====== DOCUMENT SOURCE ======

De plus, les cultures sous abri, comme les serres, présentent des situations particulières qui impliquent une autre approche de la fertilisation.

Pour les petites fermes, l’exiguïté des surfaces de chaque lot (une variété à une date de plantation) amène le maraîcher à fertiliser sa parcelle de manière plus ou moins uniforme, se réservant ultérieurement des modifications locales.

Connaître son sol grâce aux analyses

Les analyses de sol peuvent être réalisées dans les laboratoires du réseau Requasud. Elles permettent de situer le pH, le niveau de richesse en éléments minéraux et la teneur en matières organiques. Il est important de prélever un échantillon par zone apparemment homogène de la parcelle. Le laboratoire peut indiquer le nombre de prises nécessaires pour chaque lot.

Ensuite, il faudra interpréter ces résultats. Par rapport aux grandes cultures, cette opération demande un soin particulier. D’une part les logiciels d’aide à la décision utilisés par ces laboratoires ne sont pas nécessairement adaptés à la production spécifique d’une ferme maraîchère. D’autre part, le niveau de la fertilisation conseillée est une chose, mais la façon de l’appliquer en est une autre. Il ne faut donc pas hésiter à consulter les agronomes des laboratoires afin d’obtenir des conseils personnalisés.

La durée et la saison de l’occupation des parcelles

Bon nombre de cultures maraîchères occupent le sol lors d’une courte période de végétation. Les radis ne resteront en place que quelques semaines, par exemple. Les chicorées frisées ou scaroles, les laitues n’occuperont la parcelle qu’un tiers de la période de culture de chez nous. En revanche, plusieurs cultures successives sont possibles sur la même sole lors de la même année. Les apports fertilisants peuvent donc assez facilement être répétés et ajustés durant la saison, en tenant compte des possibilités de minéralisation des matières organiques lorsque le sol est assez réchauffé (plus de 12°C) et bien humidifié (précipitations, irrigation, paillage).

Une même plante, comme le radis, peut recevoir une fertilisation légère au début et en fin d’année, et ne pas en avoir besoin lorsque la minéralisation est intense, de mi-mai à septembre.

====== DONNÉES FOURNIES ======

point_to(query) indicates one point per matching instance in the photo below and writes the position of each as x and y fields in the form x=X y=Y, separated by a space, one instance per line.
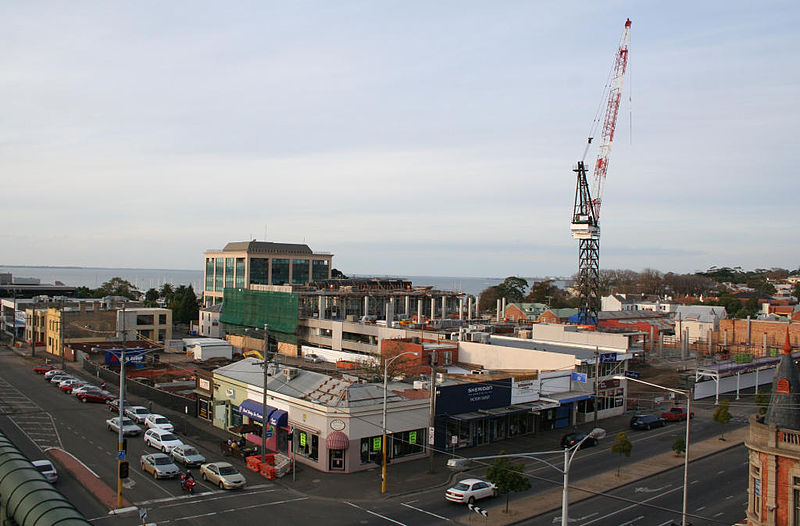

======

EXERCICES
1. Recopiez, dans le texte sur la fertilisation maraîchère, le passage qui commence par « La durée et » et se poursuit jusqu'à « mi-mai à septembre. ».
2. D'après le texte sur la fertilisation maraîchère, répondez aux questions suivantes :
(a) Dans les laboratoires de quel réseau peut-on faire réaliser les analyses de sol ?
(b) Combien de temps les radis restent-ils en place ?
(c) Durant quelle période la minéralisation est-elle intense ?

CORRIGÉ
1.
La durée et la saison de l’occupation des parcelles

Bon nombre de cultures maraîchères occupent le sol lors d’une courte période de végétation. Les radis ne resteront en place que quelques semaines, par exemple. Les chicorées frisées ou scaroles, les laitues n’occuperont la parcelle qu’un tiers de la période de culture de chez nous. En revanche, plusieurs cultures successives sont possibles sur la même sole lors de la même année. Les apports fertilisants peuvent donc assez facilement être répétés et ajustés durant la saison, en tenant compte des possibilités de minéralisation des matières organiques lorsque le sol est assez réchauffé (plus de 12°C) et bien humidifié (précipitations, irrigation, paillage).

Une même plante, comme le radis, peut recevoir une fertilisation légère au début et en fin d’année, et ne pas en avoir besoin lorsque la minéralisation est intense, de mi-mai à septembre.

2.
(a) Le réseau Requasud.
(b) Quelques semaines seulement.
(c) De mi-mai à septembre.